> [Objectives]
[1] In the ride account below, what drenched the bike and the writer's arms at the fuel station?
[2] List every kind of road user that the ride account below says was seen during the day.
[3] Using the ride account below, decide whether each statement agrees with it. Answer yes or no and quote the deciding words.
(a) The loop ended at a different hotel from the one where the night before was spent.
(b) The town has high passes leading out in three directions.
(c) The way down was more technically challenging than the previous evening.

> [Selected passage]
◆ ◆ ◆

Today was going to be a loop, heading north and in an anti-clockwise direction and then back to stay a second night in the same hotel. From two buildings away, I filled up with fuel, but a blowback meant the bike and my arms ended up drenched in petrol. In this unmanned station, I found an old oily rag so was able to wipe the bike down and avoid Andermatt’s first fireball, although my gloves didn’t arf whiff for the rest of the day. 

The town is in a valley, with high passes out in three directions. As we came out of the town, we soon entered the Susten Pass, it was fantastic with dry roads and little traffic. Throughout the day we saw more and more motorbikes, the odd Porsche and mental cyclists climbing these very steep mountains at a snail’s pace. No trouble with the traffic at any point. The morning was brilliant and if that was it and we had to return home, then we would have been very happy, so intense was the ride, views and weather. A quick stop at the top for some mucking around in the snow. Both up and down had not been as technically challenging as the previous evening, it made for a relaxed and happy morning for all.

◆ ◆ ◆

> [Provided information]

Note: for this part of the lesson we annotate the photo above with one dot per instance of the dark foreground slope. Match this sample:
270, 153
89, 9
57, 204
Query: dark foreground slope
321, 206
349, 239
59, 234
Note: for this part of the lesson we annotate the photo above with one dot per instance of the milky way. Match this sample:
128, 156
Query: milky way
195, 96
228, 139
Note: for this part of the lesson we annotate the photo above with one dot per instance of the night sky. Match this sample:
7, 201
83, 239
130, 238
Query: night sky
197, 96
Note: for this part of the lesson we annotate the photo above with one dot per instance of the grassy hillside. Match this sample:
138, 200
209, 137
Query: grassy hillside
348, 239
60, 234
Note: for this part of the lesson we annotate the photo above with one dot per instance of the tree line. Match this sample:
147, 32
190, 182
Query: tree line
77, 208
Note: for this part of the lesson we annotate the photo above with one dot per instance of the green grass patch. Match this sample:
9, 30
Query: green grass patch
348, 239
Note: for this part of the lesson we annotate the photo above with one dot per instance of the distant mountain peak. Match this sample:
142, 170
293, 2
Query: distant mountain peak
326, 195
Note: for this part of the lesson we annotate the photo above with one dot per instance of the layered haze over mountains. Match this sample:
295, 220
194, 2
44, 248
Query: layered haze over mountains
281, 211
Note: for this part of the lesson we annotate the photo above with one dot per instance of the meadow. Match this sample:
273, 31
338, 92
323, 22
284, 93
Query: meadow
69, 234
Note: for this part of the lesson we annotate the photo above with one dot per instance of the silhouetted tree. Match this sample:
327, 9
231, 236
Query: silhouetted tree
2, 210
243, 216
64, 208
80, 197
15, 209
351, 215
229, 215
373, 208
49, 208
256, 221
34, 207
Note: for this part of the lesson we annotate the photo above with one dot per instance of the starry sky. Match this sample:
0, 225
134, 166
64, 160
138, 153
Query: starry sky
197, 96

◆ ◆ ◆

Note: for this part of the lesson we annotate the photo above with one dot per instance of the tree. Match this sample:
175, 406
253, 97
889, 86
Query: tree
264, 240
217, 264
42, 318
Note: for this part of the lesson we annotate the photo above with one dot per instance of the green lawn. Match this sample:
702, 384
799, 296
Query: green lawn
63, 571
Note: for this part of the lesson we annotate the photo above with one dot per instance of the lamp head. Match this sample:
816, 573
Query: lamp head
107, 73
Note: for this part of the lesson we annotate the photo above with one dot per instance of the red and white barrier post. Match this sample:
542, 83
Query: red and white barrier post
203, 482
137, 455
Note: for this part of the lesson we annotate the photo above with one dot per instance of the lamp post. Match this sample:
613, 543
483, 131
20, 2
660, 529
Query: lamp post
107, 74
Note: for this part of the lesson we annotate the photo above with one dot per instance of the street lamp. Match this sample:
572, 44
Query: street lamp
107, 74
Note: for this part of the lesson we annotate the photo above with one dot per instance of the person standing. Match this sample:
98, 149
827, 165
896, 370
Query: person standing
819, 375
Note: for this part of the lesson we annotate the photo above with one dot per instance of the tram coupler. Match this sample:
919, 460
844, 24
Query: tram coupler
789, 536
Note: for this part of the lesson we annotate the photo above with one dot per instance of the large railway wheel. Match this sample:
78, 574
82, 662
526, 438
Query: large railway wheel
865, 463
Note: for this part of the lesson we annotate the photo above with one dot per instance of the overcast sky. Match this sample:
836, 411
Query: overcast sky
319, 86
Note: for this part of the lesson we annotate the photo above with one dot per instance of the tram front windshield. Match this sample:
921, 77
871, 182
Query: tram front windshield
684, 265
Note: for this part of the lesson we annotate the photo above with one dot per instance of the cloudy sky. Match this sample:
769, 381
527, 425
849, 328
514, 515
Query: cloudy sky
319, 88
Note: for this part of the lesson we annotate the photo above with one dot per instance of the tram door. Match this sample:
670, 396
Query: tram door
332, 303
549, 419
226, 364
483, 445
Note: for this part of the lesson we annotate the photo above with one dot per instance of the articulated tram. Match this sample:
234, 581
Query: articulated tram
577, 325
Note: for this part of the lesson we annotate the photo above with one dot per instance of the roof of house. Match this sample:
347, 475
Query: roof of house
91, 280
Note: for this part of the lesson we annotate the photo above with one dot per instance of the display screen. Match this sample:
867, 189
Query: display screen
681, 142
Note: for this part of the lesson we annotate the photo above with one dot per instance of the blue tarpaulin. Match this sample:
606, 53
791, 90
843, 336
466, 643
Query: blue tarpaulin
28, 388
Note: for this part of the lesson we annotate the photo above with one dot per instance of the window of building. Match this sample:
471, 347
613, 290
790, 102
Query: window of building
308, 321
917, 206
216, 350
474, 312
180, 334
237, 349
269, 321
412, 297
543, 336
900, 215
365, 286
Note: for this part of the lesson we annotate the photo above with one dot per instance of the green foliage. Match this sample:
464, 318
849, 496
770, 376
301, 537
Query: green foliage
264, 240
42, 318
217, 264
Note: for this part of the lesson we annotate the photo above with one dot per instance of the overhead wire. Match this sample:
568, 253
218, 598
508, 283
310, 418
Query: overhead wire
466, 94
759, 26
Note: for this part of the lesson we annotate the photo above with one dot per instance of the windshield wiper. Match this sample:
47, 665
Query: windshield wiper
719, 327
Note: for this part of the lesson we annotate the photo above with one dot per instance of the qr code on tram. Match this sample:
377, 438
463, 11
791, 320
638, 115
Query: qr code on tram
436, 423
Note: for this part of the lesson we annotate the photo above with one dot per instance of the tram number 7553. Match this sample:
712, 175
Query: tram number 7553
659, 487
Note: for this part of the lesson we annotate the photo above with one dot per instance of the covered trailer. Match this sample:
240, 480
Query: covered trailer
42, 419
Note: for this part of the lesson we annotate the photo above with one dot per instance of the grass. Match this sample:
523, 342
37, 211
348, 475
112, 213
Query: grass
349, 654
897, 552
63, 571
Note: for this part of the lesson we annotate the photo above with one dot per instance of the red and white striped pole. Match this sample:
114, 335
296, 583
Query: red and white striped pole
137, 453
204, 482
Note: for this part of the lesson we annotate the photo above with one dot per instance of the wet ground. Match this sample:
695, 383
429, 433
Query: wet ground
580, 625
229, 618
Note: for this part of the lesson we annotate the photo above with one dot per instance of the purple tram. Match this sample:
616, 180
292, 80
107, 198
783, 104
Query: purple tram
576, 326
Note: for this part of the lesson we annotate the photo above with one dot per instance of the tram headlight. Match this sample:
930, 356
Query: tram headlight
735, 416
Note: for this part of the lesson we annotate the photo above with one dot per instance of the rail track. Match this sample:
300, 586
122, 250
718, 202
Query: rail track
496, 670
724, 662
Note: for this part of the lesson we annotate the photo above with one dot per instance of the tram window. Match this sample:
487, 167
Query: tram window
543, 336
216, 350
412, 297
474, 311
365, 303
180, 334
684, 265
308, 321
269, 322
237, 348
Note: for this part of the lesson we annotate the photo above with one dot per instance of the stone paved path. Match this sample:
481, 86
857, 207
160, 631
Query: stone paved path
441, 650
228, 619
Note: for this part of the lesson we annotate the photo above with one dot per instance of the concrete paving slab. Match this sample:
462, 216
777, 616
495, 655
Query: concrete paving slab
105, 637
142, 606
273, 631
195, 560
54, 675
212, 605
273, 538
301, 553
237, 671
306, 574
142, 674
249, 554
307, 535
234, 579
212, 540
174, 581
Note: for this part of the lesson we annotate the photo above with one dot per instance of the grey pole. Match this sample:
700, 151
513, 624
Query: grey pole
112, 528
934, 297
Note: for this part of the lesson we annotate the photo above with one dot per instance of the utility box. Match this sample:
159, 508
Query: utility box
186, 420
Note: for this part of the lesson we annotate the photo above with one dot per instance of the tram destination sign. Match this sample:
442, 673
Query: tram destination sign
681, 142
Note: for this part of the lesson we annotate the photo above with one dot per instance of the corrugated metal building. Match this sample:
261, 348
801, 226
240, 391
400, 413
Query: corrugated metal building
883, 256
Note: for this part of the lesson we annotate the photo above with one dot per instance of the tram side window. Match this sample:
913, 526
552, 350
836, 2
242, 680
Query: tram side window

◆ ◆ ◆

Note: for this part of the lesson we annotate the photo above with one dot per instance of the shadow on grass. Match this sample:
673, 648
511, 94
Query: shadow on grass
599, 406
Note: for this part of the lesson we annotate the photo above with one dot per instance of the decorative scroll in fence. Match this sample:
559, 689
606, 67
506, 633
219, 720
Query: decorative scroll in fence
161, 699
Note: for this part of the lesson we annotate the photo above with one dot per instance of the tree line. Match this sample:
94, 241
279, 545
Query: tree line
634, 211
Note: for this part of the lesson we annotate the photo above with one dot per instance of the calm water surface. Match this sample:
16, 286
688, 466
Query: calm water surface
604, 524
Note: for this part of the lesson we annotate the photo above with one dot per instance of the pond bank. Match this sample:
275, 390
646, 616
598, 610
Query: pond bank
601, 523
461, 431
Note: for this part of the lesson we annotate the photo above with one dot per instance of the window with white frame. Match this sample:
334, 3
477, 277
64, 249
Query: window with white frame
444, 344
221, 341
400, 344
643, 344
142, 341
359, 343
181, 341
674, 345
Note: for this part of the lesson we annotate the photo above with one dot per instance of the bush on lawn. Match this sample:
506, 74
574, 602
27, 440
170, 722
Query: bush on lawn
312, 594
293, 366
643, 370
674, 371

◆ ◆ ◆

> [Completed exercise]
[1] Petrol, from a blowback while filling up.

[2]
- Motorbikes
- The odd Porsche
- Cyclists climbing the steep mountains

[3]
(a) No: "back to stay a second night in the same hotel"
(b) Yes: "with high passes out in three directions"
(c) No: "Both up and down had not been as technically challenging as the previous evening"